Texte extrait:
———

Je pense que le succès de la Horde s'explique entre autres par sa dimension quasi multimédia, qui réussit par des phrases si merveilleusement tournées à nous plonger à la fois dans un livre, dans un film et dans un disque. C'est une expérience littéraire unique, qui nous envoie par bribes des images, des sons, des mélodies que Damasio réussit systématiquement à poser en équilibre entre réel et imaginaire, entre odyssée intime et aventure purement cinématographique, entre science-fiction extraterrestre et drame quasi-familial à l'humanité foisonnante, en faisant sonner consonnes et voyelles pour qu'elles dessinent non seulement des mots, mais surtout des motifs, des bruits, des textures, des morceaux de monde réquisitionnant les cinq sens. Il faut vibrer avec les personnages au détour d'un col, à la vue d'un plateau inexploré, face à un paysage jamais arpenté. Il faut toucher avec eux ces formes de vie étranges qui révèlent leur "moi" profond. Il faut sourire ou s'indigner des amours ou injustices que chacun nous communique par ses mots. Il faut sentir l'air marin d'un océan à la fois étrange et familier. Il faut redouter un ennemi à la présence indicible, dont nul ne sait quelle forme il peut prendre. Et il faut voir, donc, peut-être par-dessus tout, l'immensité colossale des paysages arpentés par les Hordiers, qu'une poignée de lignes suffisent systématiquement à rendre tangibles et réels, nous faisant écarquiller les yeux comme si on traînait derrière eux notre propre traîneau de bagages, luttant contre la puissance du vent pour parfois lever les yeux vers l'horizon. Comme les Hordiers, on se déleste au fur et à mesure du récit de notre individualité de lecteur, on oublie qui on est, d'où on vient ; on fait corps avec la mission, au point que la leur devient aussi la nôtre, et que plus rien d'autre n'importe que de la mener à son terme, de découvrir ce foutu Extrême-Amont.

———

Données fournies:
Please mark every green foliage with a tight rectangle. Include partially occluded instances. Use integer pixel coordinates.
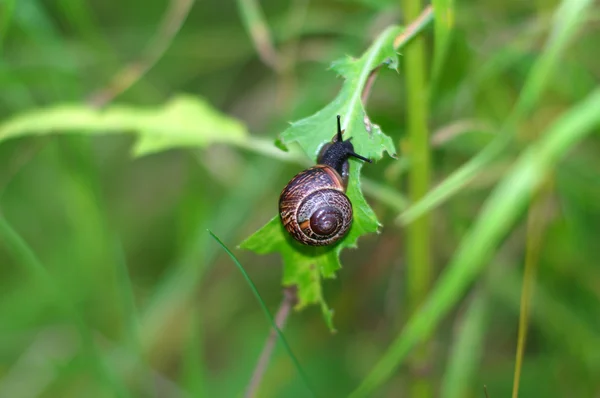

———

Consigne 1: D'après le texte sur la Horde, que le lecteur finit-il par vouloir découvrir, comme les Hordiers ?
Consigne 2: Prolongez le texte consacré à la Horde au-delà de sa dernière phrase.

Réponse rédigée 1: L'Extrême-Amont.

Réponse rédigée 2:
La fin du bouquin m'a bien évidemment laissé groggy. C'est sûrement la meilleure fin de roman que j'ai jamais lue : elle est à la fois évidente, attendue, logique, et pourtant intensément émouvante et satisfaisante. Elle m'a balayé d'un revers de la main et m'a fait refermer le livre en étant intimement convaincu que j'avais voyagé aux côtés de Sov, Caracole, Golgoth, Callirhoé, Oroshi, Erg, les jumeaux Dubka et tous les autres. J'avais, comme eux, atteint la fin du voyage. La façon dont le livre referme leurs destins individuels et collectif, la pudeur infinie avec laquelle il clôt leur épopée m'a invité à une forme de réflexion que je poursuis toujours, un mois après avoir atteint l'ultime page. Je donnerais tout pour l'oublier et recommencer à la première, vierge de cet univers et de ces personnages qui m'accompagneront sans doute pour des années.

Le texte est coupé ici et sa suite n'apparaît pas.